::: Listed records

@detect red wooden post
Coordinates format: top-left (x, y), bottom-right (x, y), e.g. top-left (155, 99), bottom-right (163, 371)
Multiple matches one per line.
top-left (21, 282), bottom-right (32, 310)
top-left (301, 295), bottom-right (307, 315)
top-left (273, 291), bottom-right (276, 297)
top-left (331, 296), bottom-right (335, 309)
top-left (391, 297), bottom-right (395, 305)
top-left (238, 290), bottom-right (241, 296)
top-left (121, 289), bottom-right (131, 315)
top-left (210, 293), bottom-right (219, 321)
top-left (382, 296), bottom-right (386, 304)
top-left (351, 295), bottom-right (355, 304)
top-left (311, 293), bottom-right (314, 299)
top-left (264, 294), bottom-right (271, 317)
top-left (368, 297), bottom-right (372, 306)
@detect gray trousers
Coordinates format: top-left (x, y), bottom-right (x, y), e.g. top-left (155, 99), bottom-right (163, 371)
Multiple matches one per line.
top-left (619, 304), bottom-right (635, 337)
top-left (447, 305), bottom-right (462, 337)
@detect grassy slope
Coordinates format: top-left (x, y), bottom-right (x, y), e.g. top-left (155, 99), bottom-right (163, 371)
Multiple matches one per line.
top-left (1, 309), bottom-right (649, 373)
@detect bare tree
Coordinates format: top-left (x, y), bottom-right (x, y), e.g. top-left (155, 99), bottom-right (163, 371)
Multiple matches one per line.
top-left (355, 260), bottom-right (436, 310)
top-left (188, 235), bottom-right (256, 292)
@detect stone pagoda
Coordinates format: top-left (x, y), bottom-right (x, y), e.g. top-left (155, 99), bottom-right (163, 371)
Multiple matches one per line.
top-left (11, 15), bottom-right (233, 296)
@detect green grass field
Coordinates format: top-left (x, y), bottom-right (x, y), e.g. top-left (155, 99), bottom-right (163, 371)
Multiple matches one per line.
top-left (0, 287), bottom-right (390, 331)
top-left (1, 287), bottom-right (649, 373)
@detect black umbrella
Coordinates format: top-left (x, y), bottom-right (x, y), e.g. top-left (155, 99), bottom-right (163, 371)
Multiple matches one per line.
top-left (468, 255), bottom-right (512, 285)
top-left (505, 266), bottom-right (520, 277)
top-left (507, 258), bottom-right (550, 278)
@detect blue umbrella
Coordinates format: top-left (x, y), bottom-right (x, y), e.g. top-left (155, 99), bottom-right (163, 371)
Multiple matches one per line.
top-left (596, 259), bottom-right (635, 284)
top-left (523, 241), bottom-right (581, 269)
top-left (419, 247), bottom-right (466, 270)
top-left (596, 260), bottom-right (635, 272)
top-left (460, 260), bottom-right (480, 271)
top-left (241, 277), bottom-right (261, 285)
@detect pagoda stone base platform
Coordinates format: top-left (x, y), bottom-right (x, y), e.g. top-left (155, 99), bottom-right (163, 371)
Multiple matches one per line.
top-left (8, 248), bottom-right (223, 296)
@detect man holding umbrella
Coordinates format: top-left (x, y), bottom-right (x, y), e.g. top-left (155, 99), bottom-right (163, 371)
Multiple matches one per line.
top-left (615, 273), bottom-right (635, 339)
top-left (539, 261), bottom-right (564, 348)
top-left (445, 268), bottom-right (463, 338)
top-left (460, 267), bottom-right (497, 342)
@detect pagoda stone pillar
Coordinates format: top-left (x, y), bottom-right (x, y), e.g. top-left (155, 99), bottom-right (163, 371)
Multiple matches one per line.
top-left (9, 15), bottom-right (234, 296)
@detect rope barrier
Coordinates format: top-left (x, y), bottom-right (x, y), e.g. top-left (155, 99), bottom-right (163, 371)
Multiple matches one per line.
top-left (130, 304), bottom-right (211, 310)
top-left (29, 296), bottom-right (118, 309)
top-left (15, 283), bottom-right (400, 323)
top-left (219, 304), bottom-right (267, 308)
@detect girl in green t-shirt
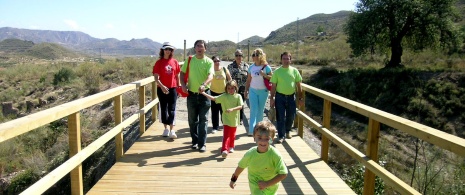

::::::

> Work task:
Reproduce each line above that contains "umbrella".

> Output:
@detect black umbrella
@detect blue umbrella
@detect man holding umbrella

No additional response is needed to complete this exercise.